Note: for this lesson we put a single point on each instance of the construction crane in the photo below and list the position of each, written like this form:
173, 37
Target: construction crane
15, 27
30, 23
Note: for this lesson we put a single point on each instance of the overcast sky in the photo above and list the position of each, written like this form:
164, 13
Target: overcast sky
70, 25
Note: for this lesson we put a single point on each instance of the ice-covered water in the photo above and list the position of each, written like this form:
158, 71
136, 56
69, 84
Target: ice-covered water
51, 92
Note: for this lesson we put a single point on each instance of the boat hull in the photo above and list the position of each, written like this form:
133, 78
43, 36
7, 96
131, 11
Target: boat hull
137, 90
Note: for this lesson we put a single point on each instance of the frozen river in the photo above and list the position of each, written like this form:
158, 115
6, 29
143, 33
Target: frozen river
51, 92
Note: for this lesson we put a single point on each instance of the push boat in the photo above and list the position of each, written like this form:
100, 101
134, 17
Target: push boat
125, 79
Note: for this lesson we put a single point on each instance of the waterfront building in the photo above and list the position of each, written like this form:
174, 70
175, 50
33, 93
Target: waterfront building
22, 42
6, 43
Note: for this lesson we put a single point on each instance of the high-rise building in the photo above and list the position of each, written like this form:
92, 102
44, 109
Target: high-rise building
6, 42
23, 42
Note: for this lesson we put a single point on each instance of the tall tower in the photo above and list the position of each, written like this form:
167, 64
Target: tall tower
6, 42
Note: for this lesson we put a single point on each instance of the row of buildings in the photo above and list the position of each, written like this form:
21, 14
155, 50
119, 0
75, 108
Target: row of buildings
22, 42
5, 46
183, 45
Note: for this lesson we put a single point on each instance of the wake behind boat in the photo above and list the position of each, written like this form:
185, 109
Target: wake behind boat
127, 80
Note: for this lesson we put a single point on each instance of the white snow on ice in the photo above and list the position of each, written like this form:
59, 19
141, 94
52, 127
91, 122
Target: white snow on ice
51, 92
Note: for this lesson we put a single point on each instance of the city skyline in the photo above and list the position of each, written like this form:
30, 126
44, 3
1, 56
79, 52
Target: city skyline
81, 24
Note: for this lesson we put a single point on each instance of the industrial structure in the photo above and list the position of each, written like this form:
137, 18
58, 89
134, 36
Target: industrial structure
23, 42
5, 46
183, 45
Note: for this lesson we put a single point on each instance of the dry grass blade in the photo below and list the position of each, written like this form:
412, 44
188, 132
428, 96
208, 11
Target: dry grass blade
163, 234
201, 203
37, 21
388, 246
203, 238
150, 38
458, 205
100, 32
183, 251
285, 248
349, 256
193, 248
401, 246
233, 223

★ ★ ★ ★ ★

Task goal:
Copy out each line carrying the string "below" from the data.

Task solution:
Note: for this lesson we put a single point on each instance of the construction crane in the photo below and list the position of each, written like this form:
Note: for this lesson we put a single point on each instance of the dry grass blade in the photo below and list the position of each, written like this form:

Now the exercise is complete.